**Required work**
Copy out each of the following lines precisely, keeping every character unchanged.

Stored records
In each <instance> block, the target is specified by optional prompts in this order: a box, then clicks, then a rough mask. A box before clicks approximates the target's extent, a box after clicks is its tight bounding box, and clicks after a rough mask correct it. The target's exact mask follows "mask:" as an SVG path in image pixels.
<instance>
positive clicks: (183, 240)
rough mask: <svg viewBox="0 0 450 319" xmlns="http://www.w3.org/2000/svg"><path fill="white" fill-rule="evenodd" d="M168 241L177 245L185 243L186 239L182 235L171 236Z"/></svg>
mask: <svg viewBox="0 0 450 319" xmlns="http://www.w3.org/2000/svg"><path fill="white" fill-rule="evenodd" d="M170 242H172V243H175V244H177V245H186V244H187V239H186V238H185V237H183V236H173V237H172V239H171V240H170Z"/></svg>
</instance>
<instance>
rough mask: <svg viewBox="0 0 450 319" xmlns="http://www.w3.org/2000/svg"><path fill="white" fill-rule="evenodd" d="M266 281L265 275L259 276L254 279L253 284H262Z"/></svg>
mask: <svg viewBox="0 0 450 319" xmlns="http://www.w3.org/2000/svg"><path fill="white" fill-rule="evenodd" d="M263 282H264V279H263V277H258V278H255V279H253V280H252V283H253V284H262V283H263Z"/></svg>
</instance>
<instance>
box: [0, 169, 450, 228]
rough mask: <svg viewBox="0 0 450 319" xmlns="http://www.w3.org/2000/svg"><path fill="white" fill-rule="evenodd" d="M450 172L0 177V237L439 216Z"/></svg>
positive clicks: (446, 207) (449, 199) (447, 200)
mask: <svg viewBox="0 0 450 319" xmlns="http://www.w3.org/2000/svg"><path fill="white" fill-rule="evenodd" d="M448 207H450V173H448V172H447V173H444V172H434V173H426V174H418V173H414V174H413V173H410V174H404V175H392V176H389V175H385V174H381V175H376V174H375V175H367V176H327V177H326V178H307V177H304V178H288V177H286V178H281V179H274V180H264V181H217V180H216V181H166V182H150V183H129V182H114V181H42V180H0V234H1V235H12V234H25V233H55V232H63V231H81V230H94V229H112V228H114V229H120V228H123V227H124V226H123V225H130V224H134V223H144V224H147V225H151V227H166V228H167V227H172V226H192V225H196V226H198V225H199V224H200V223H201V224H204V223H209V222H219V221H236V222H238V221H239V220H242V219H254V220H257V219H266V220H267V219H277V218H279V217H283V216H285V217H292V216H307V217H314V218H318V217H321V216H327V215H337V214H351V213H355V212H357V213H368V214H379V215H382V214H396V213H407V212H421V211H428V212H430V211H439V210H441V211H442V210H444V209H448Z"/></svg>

**Result of this task**
In each <instance> block, the target is specified by optional prompts in this order: a box, then clicks, then a rough mask. A box before clicks approximates the target's extent, a box after clicks is its tight bounding box, and clicks after a rough mask correct it. The target's exact mask follows "mask:" as an SVG path in image pixels.
<instance>
positive clicks: (183, 240)
rough mask: <svg viewBox="0 0 450 319" xmlns="http://www.w3.org/2000/svg"><path fill="white" fill-rule="evenodd" d="M168 241L177 245L185 243L186 239L182 235L171 236Z"/></svg>
mask: <svg viewBox="0 0 450 319" xmlns="http://www.w3.org/2000/svg"><path fill="white" fill-rule="evenodd" d="M170 242H172V243H175V244H177V245H186V244H187V239H186V238H185V237H183V236H173V237H172V239H171V240H170Z"/></svg>
</instance>
<instance>
rough mask: <svg viewBox="0 0 450 319" xmlns="http://www.w3.org/2000/svg"><path fill="white" fill-rule="evenodd" d="M266 281L265 275L259 276L254 279L253 284H262Z"/></svg>
mask: <svg viewBox="0 0 450 319" xmlns="http://www.w3.org/2000/svg"><path fill="white" fill-rule="evenodd" d="M263 282H264V279H263V277H258V278H255V279H253V280H252V283H253V284H262V283H263Z"/></svg>
</instance>
<instance>
box: [0, 169, 450, 228]
rough mask: <svg viewBox="0 0 450 319" xmlns="http://www.w3.org/2000/svg"><path fill="white" fill-rule="evenodd" d="M450 172L0 177V237L439 216Z"/></svg>
positive clicks: (446, 207) (449, 199) (447, 200)
mask: <svg viewBox="0 0 450 319" xmlns="http://www.w3.org/2000/svg"><path fill="white" fill-rule="evenodd" d="M448 207H450V173H448V172H447V173H444V172H434V173H426V174H418V173H414V174H413V173H410V174H404V175H392V176H389V175H385V174H381V175H376V174H375V175H367V176H327V177H326V178H307V177H304V178H288V177H286V178H281V179H274V180H264V181H217V180H216V181H166V182H150V183H129V182H114V181H42V180H0V234H1V235H12V234H25V233H55V232H63V231H81V230H94V229H112V228H114V229H120V228H123V227H124V226H123V225H130V224H134V223H144V224H147V225H151V227H166V228H167V227H172V226H192V225H196V226H198V225H199V224H200V223H201V224H204V223H209V222H219V221H236V222H238V221H239V220H242V219H254V220H257V219H266V220H267V219H277V218H279V217H283V216H285V217H292V216H307V217H314V218H318V217H321V216H327V215H337V214H351V213H355V212H357V213H368V214H379V215H382V214H396V213H407V212H421V211H428V212H430V211H439V210H441V211H442V210H444V209H448Z"/></svg>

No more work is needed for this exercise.